### About this task
If an entry holds a picture, leave the picture out and copy the rest of the listing exactly.

### Entries shown
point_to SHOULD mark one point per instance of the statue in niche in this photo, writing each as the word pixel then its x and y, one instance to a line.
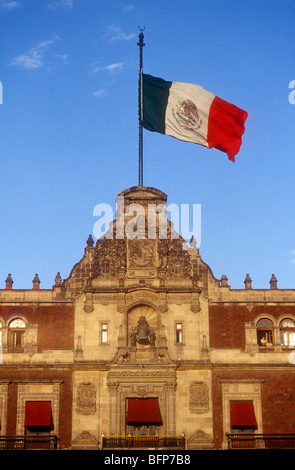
pixel 143 334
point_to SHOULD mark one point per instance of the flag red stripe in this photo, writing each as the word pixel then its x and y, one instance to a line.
pixel 226 127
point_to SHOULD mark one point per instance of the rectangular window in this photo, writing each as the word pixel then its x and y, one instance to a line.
pixel 104 333
pixel 179 333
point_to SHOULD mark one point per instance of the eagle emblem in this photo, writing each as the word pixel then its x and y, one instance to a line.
pixel 187 116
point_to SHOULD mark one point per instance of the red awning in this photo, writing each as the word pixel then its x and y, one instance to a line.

### Worked solution
point_to SHOULD mark one point per instance of the statue in niche in this photo, writing each as the word pixel then its x and y, one instance to a line.
pixel 143 334
point_to SHOULD mark one point per instance of the flag red stripe in this photo, writing each as the word pixel then its x and y, one instance to a line.
pixel 226 127
point_to SHOULD mark one point per instance of the rectangular window in this photo, writing each as the word pixel then its x and y, one instance to a line.
pixel 104 333
pixel 179 333
point_to SHOULD mark one point per instance of the eagle emblem in this photo, writing each as the word pixel then its x and y, one instance to a line.
pixel 187 116
point_to SHOULD mark one point per instance of the red awning in this photo, writing each as the word pixel then its x and y, one instance to a line.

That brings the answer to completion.